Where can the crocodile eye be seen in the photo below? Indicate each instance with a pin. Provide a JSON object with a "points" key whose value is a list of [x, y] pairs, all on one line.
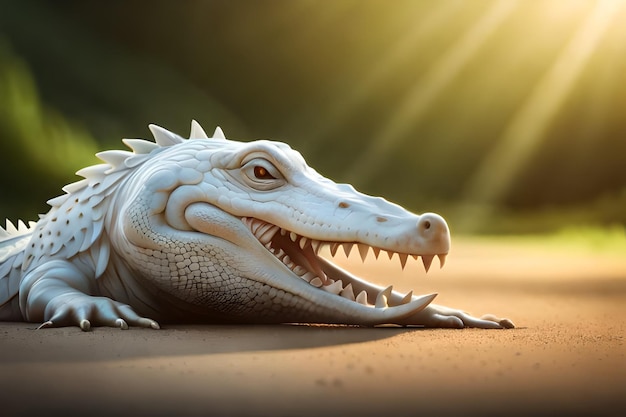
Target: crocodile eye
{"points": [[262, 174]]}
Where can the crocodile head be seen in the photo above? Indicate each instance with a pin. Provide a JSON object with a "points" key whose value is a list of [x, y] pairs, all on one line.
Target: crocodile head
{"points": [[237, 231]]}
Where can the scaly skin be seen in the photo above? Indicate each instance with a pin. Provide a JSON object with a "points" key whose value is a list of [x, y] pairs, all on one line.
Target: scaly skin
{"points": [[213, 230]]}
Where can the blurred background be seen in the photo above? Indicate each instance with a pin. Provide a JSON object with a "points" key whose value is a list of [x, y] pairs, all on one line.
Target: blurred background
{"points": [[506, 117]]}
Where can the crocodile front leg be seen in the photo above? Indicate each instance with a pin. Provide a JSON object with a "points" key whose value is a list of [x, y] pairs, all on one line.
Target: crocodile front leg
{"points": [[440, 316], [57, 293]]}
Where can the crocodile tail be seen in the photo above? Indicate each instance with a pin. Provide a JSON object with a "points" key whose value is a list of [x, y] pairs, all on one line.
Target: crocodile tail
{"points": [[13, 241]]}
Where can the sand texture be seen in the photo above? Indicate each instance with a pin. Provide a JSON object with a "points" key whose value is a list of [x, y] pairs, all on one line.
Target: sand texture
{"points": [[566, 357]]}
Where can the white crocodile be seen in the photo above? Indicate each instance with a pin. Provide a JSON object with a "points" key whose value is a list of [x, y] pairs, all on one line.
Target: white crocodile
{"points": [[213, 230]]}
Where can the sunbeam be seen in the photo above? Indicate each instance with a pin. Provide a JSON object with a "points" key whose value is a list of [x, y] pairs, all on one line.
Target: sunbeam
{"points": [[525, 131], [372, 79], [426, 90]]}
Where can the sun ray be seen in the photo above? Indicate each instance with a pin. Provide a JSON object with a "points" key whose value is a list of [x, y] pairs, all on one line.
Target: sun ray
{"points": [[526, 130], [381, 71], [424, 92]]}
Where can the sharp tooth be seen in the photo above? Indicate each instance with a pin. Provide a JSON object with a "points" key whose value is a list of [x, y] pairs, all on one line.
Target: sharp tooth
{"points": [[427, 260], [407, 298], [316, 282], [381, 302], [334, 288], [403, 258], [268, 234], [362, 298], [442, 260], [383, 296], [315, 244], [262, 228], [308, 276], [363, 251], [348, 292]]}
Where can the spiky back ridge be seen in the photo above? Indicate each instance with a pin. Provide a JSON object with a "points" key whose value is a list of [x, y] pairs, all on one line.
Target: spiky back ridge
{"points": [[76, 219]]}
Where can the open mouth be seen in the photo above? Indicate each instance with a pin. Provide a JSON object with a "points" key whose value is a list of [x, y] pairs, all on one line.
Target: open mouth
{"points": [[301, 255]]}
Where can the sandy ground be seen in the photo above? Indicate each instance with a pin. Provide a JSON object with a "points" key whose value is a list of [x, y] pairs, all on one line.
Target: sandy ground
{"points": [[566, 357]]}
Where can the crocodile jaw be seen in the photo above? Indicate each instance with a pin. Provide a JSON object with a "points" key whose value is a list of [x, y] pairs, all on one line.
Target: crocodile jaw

● To be done: Reproduce every line of the records above verbatim, from first to last, and leave out the picture.

● Reply to the exercise:
Where can the crocodile eye be seen in the photo below? Indicate each instance with a pin. Provide a JSON object with a "points" key whose value is a list of [x, y] pairs, all on one line.
Target: crocodile eye
{"points": [[262, 174]]}
Where can the crocodile head be seen in the photo above? Indicate each instance with a pin. Provide a JSON object with a "points" key whose value is a list of [x, y] pairs, all on one line.
Target: crocodile head
{"points": [[237, 231]]}
Where can the scaly skin be seen in the photo above? Indicate each instance with a pin. Provide a JSON object with a "points" key whose value is a list of [x, y] pairs, all on one line.
Target: scaly skin
{"points": [[213, 230]]}
Where can the blurred background be seen in the photo above? Indicate each instance with a pin. Provide a JSON object with a "points" key whose value is a list of [x, y] pairs, all on one line.
Target: blurred background
{"points": [[506, 117]]}
Where can the crocodile front leg be seen in the photo above? Indicate each instance with a pin. Provide a JSON object with a "points" key whose value is a list of [x, y] pairs, all on one line.
Target: crocodile front leg
{"points": [[440, 316], [57, 293]]}
Where can the crocodile tail be seen in the photo above? Indicate each instance with a pin. Provide a JSON object with a "points" key whose value is a list of [x, y] pairs, all on one line.
Target: crocodile tail
{"points": [[13, 241]]}
Where can the sand texture be seen in the photo above? Indicate each instance with a pin. Provide a JSON object with a "points" key whose value is a list of [x, y] pairs, all on one line.
Target: sand texture
{"points": [[566, 357]]}
Where can the white crocodile be seen in the photo above? Indicate each instance with a pin. Provide a JSON object with a "points" key whose value is a list of [x, y] pairs, all on one line.
Target: white crocodile
{"points": [[213, 230]]}
Where can the sunbeam be seen in the photo above? Indicate each instance with a pin. Provide a JSON object with a "points" key whose value is a list of [x, y] pairs, all on one line.
Target: sunbeam
{"points": [[525, 131], [372, 79], [426, 90]]}
Where can the sun ray be seen in the photo above? Indicate each instance with a pin. Provide a JSON object with a "points" key whose value is a list of [x, y] pairs, all on one line.
Target: sun ray
{"points": [[526, 130], [381, 71], [424, 92]]}
Where can the sharp tooth be seen in the photo above? Indicate each instance with a pin. Provide a JSON object with a "points" key whose value is a list of [x, y] pairs, all on one line.
Target: sharp tooth
{"points": [[427, 260], [407, 298], [316, 282], [381, 302], [334, 288], [403, 258], [268, 234], [362, 298], [442, 260], [383, 296], [315, 244], [262, 228], [308, 276], [363, 251], [348, 292]]}
Where can the spiky back ridge be seen in the photo above? Indicate each instance with a pin. Provide a JSON object with a "points" key whose value is a list of [x, y] pairs, all on one line.
Target: spiky back ridge
{"points": [[76, 219]]}
Where can the open mouth be seen in the photo above? Indicate each instance with a pin. Provide a JSON object with a "points" key whose value is a list of [x, y] pairs, all on one line.
Target: open mouth
{"points": [[301, 255]]}
Where can the sandy ground be seen in the photo above? Indicate each instance with a pin. Provide a JSON object with a "points" key whose value is a list of [x, y] pairs, all on one line.
Target: sandy ground
{"points": [[566, 357]]}
Where can the crocodile jaw be seen in the photo above? Indicate each instance with a pin. Provide a JSON object with a "points" key whose value is a list of [x, y] pairs, all on one line.
Target: crocodile jaw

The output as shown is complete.